Por CLAUDIA ZAPATA SILVA
Abril 2019

Hace ya más de 25 años el desaparecido crítico palestino Edward W. Said nos recordaba que “[e]n esto consiste la tragedia parcial de la resistencia: en que, hasta cierto punto, debe esforzarse por recobrar formas ya establecidas por la cultura del imperio o, al menos, infiltradas o influidas por él”.[1] Esta concepción de la resistencia (inspirada en el pensamiento de Frantz Fanon, no está demás decirlo) visibiliza ese espacio de intersección conflictiva y jerárquica entre colonizadores y colonizados que inauguró la conquista europea de estas tierras desde fines del siglo XV, permitiéndonos calibrar la importancia que tuvo y que tiene hasta hoy la apropiación por parte de los pueblos indígenas de esa trilogía que fuera fundamental en la empresa de conquista, pero también en los intentos por combatirla: el caballo, la pólvora y la escritura.

Esta última —la de la escritura— ha recibido menos atención de la que merece, lo que tiendo a explicar por la exigencia de diferencia cultural radical que se hace con demasiada frecuencia a los sujetos indígenas, una exigencia que consciente e inconscientemente también aspira a que estos pueblos desplieguen formas de resistencia que respondan a esa diferencia. Y la práctica de la escritura, en tanto tecnología importada e impuesta desde Europa, no cumple con esas expectativas.

**Información mostrada**:
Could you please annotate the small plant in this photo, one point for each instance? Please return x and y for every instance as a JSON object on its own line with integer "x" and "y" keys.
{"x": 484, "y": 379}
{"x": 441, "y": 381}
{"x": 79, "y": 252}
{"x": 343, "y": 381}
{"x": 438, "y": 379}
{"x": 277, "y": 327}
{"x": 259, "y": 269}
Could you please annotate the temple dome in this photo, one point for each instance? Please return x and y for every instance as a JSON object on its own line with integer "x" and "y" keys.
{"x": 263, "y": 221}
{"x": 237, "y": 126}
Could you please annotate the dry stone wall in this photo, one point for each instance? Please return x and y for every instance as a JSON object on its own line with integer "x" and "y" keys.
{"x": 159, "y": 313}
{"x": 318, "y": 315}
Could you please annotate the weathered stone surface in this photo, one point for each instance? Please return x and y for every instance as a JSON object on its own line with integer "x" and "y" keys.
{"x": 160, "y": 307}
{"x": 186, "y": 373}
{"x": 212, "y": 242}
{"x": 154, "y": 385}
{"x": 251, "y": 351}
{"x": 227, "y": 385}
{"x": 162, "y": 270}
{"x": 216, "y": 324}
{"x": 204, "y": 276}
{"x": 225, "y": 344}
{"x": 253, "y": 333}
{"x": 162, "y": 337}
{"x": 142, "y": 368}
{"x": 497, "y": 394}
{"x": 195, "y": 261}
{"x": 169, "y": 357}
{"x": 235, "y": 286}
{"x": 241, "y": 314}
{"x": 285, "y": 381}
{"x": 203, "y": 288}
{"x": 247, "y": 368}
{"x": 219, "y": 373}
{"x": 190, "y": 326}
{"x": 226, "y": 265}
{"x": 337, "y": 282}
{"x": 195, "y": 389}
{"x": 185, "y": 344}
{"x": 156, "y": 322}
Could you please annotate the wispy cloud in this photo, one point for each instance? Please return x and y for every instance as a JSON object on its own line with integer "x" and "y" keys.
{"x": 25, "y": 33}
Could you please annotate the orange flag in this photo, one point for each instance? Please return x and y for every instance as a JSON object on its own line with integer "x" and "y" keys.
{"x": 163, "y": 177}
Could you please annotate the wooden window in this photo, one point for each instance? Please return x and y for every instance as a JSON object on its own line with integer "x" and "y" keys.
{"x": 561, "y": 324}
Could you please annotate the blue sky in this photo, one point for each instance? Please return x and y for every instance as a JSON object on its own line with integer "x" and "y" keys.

**Trabajo por realizar**: Transcribe completo el texto sobre la escritura y la resistencia indígena, sin alterar ni una palabra.

**Respuesta correcta**:
Por CLAUDIA ZAPATA SILVA
Abril 2019

Hace ya más de 25 años el desaparecido crítico palestino Edward W. Said nos recordaba que “[e]n esto consiste la tragedia parcial de la resistencia: en que, hasta cierto punto, debe esforzarse por recobrar formas ya establecidas por la cultura del imperio o, al menos, infiltradas o influidas por él”.[1] Esta concepción de la resistencia (inspirada en el pensamiento de Frantz Fanon, no está demás decirlo) visibiliza ese espacio de intersección conflictiva y jerárquica entre colonizadores y colonizados que inauguró la conquista europea de estas tierras desde fines del siglo XV, permitiéndonos calibrar la importancia que tuvo y que tiene hasta hoy la apropiación por parte de los pueblos indígenas de esa trilogía que fuera fundamental en la empresa de conquista, pero también en los intentos por combatirla: el caballo, la pólvora y la escritura.

Esta última —la de la escritura— ha recibido menos atención de la que merece, lo que tiendo a explicar por la exigencia de diferencia cultural radical que se hace con demasiada frecuencia a los sujetos indígenas, una exigencia que consciente e inconscientemente también aspira a que estos pueblos desplieguen formas de resistencia que respondan a esa diferencia. Y la práctica de la escritura, en tanto tecnología importada e impuesta desde Europa, no cumple con esas expectativas.